→ **Written problem**
Please carry over the stretch of the data from the line containing "of the patch" through the end of the data, adding -111 to every coordinate in the answers. Leave the pictures out of your reply.

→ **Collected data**
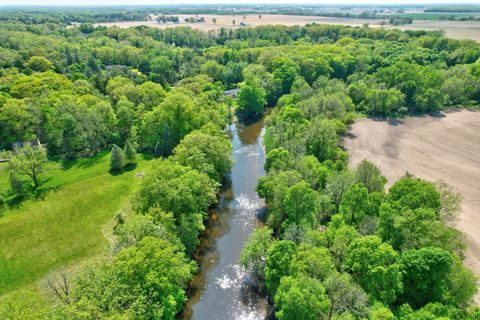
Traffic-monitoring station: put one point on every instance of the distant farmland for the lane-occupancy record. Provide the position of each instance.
(431, 148)
(453, 29)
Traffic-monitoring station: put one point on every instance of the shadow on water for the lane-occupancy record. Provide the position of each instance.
(222, 289)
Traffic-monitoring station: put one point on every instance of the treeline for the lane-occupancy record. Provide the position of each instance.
(151, 263)
(165, 19)
(112, 85)
(454, 8)
(335, 244)
(42, 16)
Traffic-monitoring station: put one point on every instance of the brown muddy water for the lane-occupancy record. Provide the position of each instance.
(221, 290)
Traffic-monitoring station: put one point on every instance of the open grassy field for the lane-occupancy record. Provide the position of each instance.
(431, 147)
(453, 29)
(68, 221)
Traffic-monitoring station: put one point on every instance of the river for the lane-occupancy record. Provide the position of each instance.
(219, 291)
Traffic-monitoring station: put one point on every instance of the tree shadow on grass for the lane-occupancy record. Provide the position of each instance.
(15, 201)
(129, 167)
(83, 162)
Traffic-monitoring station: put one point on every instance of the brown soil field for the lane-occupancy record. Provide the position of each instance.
(444, 146)
(453, 29)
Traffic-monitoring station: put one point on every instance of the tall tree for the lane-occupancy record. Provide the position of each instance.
(301, 298)
(130, 153)
(251, 100)
(29, 161)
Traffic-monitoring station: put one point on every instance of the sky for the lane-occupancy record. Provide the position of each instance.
(160, 2)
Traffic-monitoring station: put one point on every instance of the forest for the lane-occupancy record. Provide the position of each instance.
(335, 244)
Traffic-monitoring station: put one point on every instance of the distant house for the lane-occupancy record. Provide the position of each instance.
(233, 93)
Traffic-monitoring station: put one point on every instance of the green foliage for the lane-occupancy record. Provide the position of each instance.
(376, 267)
(255, 250)
(117, 159)
(415, 193)
(49, 227)
(125, 287)
(425, 275)
(130, 153)
(312, 262)
(28, 160)
(354, 204)
(185, 192)
(165, 126)
(370, 176)
(208, 150)
(251, 100)
(301, 205)
(301, 298)
(346, 297)
(39, 64)
(277, 264)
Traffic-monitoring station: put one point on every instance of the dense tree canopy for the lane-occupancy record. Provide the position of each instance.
(335, 244)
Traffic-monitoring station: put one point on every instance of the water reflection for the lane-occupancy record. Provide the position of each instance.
(221, 289)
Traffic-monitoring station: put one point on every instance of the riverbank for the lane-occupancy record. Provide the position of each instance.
(221, 280)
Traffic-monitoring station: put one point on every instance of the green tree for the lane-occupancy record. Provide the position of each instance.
(277, 159)
(354, 204)
(338, 184)
(301, 298)
(130, 153)
(208, 150)
(345, 296)
(301, 205)
(39, 64)
(28, 161)
(312, 262)
(321, 139)
(425, 275)
(254, 252)
(277, 263)
(185, 192)
(117, 159)
(370, 176)
(251, 100)
(375, 266)
(415, 193)
(165, 126)
(146, 281)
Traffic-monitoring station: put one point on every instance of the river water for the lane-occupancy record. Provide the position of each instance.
(220, 290)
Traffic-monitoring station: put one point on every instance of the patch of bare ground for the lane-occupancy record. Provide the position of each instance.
(453, 29)
(444, 146)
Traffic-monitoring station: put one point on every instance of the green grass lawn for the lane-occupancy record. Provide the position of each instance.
(64, 223)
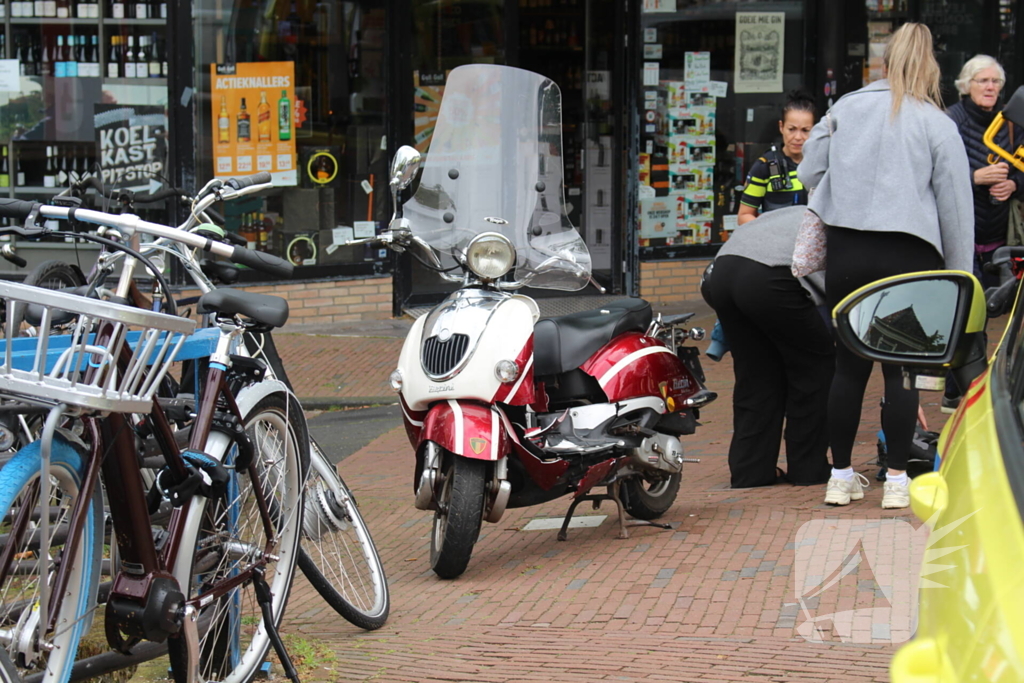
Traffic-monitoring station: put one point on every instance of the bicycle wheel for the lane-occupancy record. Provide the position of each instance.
(19, 593)
(231, 637)
(337, 554)
(52, 275)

→ **Reply**
Traffic-monitoring station: put one point on every instance of the patch of bare ground for the lane-occupancy record. Provide the position of each instance.
(342, -82)
(333, 35)
Traffic-monitoring station: put one point on every instance of the green grass lawn for the lane-occupancy record. Provide the position of each instance.
(-47, 112)
Traffic-monitoring station: put one point on every instance of the bicycle wheel for the lane-occupancy record. Provide the position of each instance.
(-92, 482)
(120, 526)
(226, 443)
(-59, 164)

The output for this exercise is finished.